═════ Records for the exercise

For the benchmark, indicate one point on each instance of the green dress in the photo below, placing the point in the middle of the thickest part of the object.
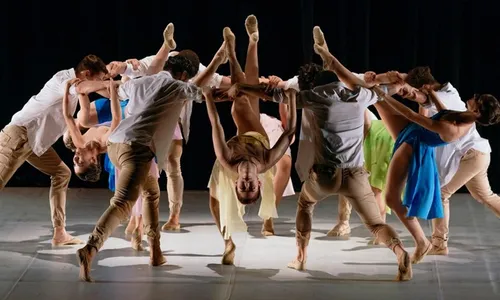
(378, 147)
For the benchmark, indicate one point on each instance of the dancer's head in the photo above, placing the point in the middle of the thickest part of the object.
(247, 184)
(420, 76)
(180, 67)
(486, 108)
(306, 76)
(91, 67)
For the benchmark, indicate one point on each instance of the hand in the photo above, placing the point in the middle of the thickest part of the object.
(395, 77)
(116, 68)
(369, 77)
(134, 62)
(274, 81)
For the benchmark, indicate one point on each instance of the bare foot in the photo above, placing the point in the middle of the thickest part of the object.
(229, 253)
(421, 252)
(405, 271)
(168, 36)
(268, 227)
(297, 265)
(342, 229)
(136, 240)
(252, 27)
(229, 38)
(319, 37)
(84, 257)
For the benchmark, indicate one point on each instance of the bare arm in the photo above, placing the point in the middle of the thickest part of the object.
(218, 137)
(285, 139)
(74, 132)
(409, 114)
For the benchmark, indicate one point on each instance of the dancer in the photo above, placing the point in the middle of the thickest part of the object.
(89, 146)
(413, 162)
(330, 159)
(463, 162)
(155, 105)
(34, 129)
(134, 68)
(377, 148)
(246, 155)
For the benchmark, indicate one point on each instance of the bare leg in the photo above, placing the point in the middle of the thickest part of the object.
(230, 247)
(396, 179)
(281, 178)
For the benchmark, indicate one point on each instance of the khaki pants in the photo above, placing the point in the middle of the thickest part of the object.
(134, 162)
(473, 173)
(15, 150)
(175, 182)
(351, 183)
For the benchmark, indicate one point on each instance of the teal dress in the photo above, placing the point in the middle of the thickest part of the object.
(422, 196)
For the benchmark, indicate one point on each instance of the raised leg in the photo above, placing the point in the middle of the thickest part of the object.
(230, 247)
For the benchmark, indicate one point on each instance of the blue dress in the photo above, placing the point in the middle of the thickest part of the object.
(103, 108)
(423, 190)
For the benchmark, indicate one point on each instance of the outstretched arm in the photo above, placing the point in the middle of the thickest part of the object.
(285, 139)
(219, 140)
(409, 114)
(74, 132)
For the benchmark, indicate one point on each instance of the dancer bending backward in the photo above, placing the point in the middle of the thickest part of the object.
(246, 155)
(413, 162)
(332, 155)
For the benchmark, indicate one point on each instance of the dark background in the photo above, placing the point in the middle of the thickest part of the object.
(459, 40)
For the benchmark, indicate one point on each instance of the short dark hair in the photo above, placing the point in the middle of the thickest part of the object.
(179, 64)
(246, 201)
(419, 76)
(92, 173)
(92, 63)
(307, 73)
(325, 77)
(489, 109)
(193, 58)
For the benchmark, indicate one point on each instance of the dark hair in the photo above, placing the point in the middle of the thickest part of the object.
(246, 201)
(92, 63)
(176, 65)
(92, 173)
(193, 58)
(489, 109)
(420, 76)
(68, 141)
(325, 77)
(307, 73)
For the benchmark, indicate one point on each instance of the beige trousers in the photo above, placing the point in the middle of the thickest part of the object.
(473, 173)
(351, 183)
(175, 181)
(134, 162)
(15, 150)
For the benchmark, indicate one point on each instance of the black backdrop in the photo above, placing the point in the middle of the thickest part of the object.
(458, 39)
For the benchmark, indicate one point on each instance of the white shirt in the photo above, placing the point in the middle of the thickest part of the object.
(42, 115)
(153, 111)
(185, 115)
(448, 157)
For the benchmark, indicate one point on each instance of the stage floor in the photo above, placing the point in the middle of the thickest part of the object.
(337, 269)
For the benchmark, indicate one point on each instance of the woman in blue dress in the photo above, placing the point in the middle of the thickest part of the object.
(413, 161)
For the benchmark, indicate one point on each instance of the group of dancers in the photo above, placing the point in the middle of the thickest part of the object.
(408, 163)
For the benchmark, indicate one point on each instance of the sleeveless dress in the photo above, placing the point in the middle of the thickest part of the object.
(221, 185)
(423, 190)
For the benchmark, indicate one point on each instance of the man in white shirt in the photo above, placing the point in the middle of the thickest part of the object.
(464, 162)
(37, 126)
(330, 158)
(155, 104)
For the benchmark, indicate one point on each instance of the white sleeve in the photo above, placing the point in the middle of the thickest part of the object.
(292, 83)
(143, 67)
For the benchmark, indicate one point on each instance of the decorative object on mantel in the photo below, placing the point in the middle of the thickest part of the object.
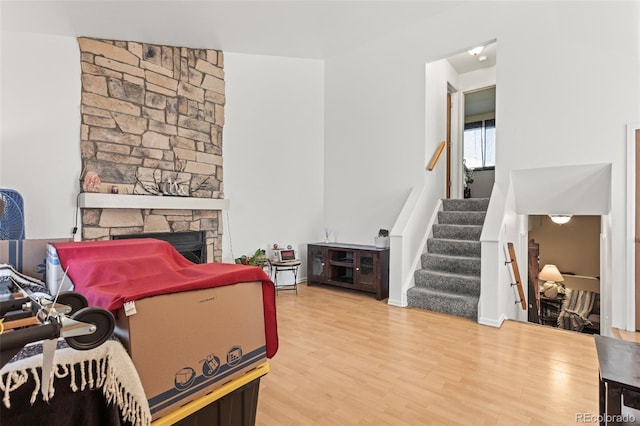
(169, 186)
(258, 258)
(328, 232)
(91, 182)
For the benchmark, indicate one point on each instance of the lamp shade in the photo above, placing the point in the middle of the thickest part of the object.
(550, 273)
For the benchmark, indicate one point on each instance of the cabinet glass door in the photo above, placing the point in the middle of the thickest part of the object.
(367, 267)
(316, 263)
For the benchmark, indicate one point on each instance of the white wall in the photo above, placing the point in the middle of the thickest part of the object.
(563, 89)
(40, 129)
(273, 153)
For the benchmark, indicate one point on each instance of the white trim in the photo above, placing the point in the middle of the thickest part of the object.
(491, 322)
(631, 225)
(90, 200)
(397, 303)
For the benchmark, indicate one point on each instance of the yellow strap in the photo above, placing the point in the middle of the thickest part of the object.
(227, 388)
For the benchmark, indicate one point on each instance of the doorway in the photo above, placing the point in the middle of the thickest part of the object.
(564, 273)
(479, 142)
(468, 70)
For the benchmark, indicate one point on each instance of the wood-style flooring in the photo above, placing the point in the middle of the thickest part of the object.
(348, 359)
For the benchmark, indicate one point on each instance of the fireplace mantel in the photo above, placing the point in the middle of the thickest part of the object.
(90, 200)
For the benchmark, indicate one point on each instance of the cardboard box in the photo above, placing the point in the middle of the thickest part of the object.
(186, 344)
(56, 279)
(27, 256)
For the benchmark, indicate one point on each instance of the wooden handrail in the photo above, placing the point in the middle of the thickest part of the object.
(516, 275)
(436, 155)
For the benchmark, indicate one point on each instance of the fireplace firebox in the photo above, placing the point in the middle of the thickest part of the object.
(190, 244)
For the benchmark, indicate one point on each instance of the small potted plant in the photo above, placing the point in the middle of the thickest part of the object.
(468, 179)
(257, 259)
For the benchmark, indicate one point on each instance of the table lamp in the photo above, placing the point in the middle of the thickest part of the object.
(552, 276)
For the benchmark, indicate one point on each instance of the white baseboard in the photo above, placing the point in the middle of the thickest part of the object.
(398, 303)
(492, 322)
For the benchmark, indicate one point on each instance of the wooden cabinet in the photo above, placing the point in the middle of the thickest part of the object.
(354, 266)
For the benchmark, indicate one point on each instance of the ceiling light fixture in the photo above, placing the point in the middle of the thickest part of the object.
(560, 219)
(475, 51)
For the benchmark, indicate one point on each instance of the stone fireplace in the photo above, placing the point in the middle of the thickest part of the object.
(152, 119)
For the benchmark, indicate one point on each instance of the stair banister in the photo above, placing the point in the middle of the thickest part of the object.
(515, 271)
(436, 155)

══════════

* _Stated task_: Each record above is to be restated exactly, with its pictures removed from the copy.

* _The answer_:
For the benchmark, indicate one point on each instance of the green dress in the photo below, placing the point in the middle of the thickest part of the object.
(378, 147)
For the benchmark, indicate one point on each instance of the dancer's head in the photo above, placing the point in the middle of the thickest part of the object.
(247, 184)
(420, 76)
(180, 67)
(486, 108)
(306, 76)
(91, 67)
For the benchmark, indicate one point on each instance of the hand in the photo above, placing the point in the middle of the thickest part of the object.
(395, 77)
(116, 68)
(369, 77)
(134, 62)
(274, 81)
For the benchmark, indicate one point on each instance of the bare foot in the photo above, placing the point in the middle of the thickest part of the object.
(229, 253)
(421, 252)
(405, 271)
(168, 36)
(268, 227)
(297, 265)
(342, 229)
(136, 240)
(252, 27)
(229, 38)
(319, 37)
(84, 257)
For the benchmark, indicate one point on each instance of the bare arm in the photo above, placing the point in the middle of the thickest part of the object.
(218, 137)
(285, 139)
(74, 132)
(409, 114)
For the benchmark, indicate one point on each instance of the dancer in the photo above, placing the point in the middle of the thickest part of the object.
(89, 146)
(413, 162)
(330, 159)
(463, 162)
(155, 105)
(34, 129)
(134, 68)
(377, 148)
(246, 155)
For the benchmark, indicate one point on each instance of the bare leg in the photo above, placing the point in the middle of the thickest part of the object.
(230, 247)
(396, 179)
(281, 178)
For the benchmark, indicate one point on each instance of the khaki pants in the photo above, placing the point in the middle of the thickest part of the object.
(134, 162)
(473, 173)
(15, 150)
(175, 182)
(351, 183)
For the benchmark, indicate one point on each instance of the teal dress in the photo above, placing the point in the middle of the thickest part of the object.
(422, 196)
For the benchmark, indicate one point on each instance of the raised leg in the photo above, placing the point in the middle of the thickest part of the object.
(230, 247)
For the benchmark, indicate one point on each instance of the blue dress in the photo above, placing the point in the middle of the thickest part of the object.
(103, 108)
(423, 190)
For the benchmark, indicate one point on each instance of the outstretched arm in the photo above, placing the point in the middle of the thickest part of the object.
(285, 139)
(219, 140)
(409, 114)
(74, 132)
For the benchmark, indicate one point on each instance of the dancer bending backward in the photo above, placing the point in the middle of the thickest part of the object.
(246, 155)
(413, 162)
(332, 155)
For the benchmark, indicate one point on each instance of the dark background in the photo above, placing the point in the middle of the thickest part of the object.
(459, 40)
For the benchmark, indicate one point on each instance of the short dark hair in the photo above, placing the point in the middle of the thickest part of the object.
(179, 64)
(246, 201)
(419, 76)
(92, 173)
(92, 63)
(307, 73)
(325, 77)
(489, 109)
(193, 58)
For the benchmark, indicate one point on each instance of the dark hair in the photo above, placing the point in the middle of the thickest part of the object.
(246, 201)
(92, 63)
(176, 65)
(92, 173)
(193, 58)
(489, 109)
(420, 76)
(68, 141)
(325, 77)
(307, 73)
For the benchmark, indicate one point on each instance of the beige trousers in the photo above, placing the point in the middle of the thickest part of the object.
(473, 173)
(351, 183)
(175, 181)
(134, 162)
(15, 150)
For the benchmark, indicate one point on each instance of the black backdrop in the photo above, placing the point in the middle of the thickest part of the object.
(458, 39)
For the benchmark, indicate one point on each instance of the white shirt in the photo above, placing the point in the middle of the thickest part of the object.
(42, 115)
(153, 111)
(185, 115)
(448, 157)
For the benchmark, indicate one point on each instance of the stage floor in the photo above, placing the point in the middle of the thickest part of the object.
(337, 269)
For the benchmark, indicate one point on each instance of the woman in blue dress in the photo above, placing the point in the middle of the thickest part of the object.
(413, 161)
For the benchmark, indicate one point on each instance of the group of dancers in the photo above, placing the point in the middle of the thickest part of the object.
(408, 163)
For the benchmark, indicate one point on each instance of the sleeveless dress in the photo above, placing the point in the middle of the thickest part of the object.
(221, 185)
(423, 190)
For the benchmark, indicate one point on each instance of the man in white shirt in the photo above, placing the point in the middle of the thickest part of the object.
(464, 162)
(37, 126)
(330, 158)
(155, 104)
For the benchmark, indicate one point on each instance of the white sleeve in the photo above, placing the point in the middle of the thickest part of the object.
(292, 83)
(143, 67)
For the benchmark, indicate one point on each instance of the decorative object on mantel in the photo below, placing the point in the middle of the thickest part of the object.
(169, 186)
(258, 258)
(328, 232)
(91, 182)
For the benchmark, indicate one point on each instance of the lamp shade in the photo above, placing the point in the middle of the thickest part of the object.
(550, 273)
For the benchmark, indicate one point on each instance of the cabinet glass door in the photo above, placing the point in the middle of the thickest part of the object.
(367, 267)
(316, 263)
For the benchmark, indicate one point on each instance of the white wall in the photo above, placing the point in the middle of the thickest part of the object.
(563, 89)
(40, 129)
(273, 153)
For the benchmark, indicate one point on each instance of the white trim in the photo above, placing the point in the middle of the thickest part of the object.
(491, 322)
(631, 225)
(90, 200)
(397, 303)
For the benchmark, indicate one point on each instance of the yellow strap in the photo above, placing the point in the middle of the thickest part of the object.
(227, 388)
For the benchmark, indicate one point on each instance of the doorway in the photo above, placing the point in the middle of the thickest part of the object.
(564, 273)
(479, 142)
(468, 70)
For the benchmark, indicate one point on each instance of the wood-style flooring in the photo above, placing the point in the middle of the thickest part of the object.
(348, 359)
For the benchmark, indicate one point on each instance of the fireplace mantel in the photo above, placing the point in the middle of the thickest part of the object.
(90, 200)
For the benchmark, indicate one point on each instance of the cardboard box in the photo above, placing the point in the middle of the thickest part of the object.
(186, 344)
(56, 279)
(27, 256)
For the benchmark, indicate one point on each instance of the wooden handrail in the photo above, placing the point in the middle of the thickest part of the object.
(516, 275)
(436, 155)
For the benchmark, indicate one point on each instance of the fireplace firebox in the photo above, placing the point in the middle of the thickest part of the object.
(190, 244)
For the benchmark, indicate one point on each instance of the small potted plant in the photo above, placing the point in the middle of the thickest part of the object.
(468, 179)
(257, 259)
For the benchmark, indicate one point on each instance of the table lamp in the photo above, placing the point in the middle of the thickest part of the object.
(552, 276)
For the benchmark, indicate one point on each instance of the white baseboard in the photo above, placing the point in the middle of the thickest part of the object.
(398, 303)
(492, 322)
For the benchmark, indicate one point on each instance of the wooden cabinet in the photo above, placing the point in the middle of the thickest part of the object.
(354, 266)
For the benchmark, indicate one point on each instance of the ceiling light fixture in the photo above, placing the point in the middle of the thickest part of the object.
(560, 219)
(475, 51)
For the benchmark, indicate one point on each instance of the stone fireplace in the photo above, placing the point in the middle of the thickest part of the object.
(152, 119)
For the benchmark, indicate one point on each instance of the stair banister in the photo above, placing the point in the middle of the thickest part of the object.
(515, 271)
(436, 155)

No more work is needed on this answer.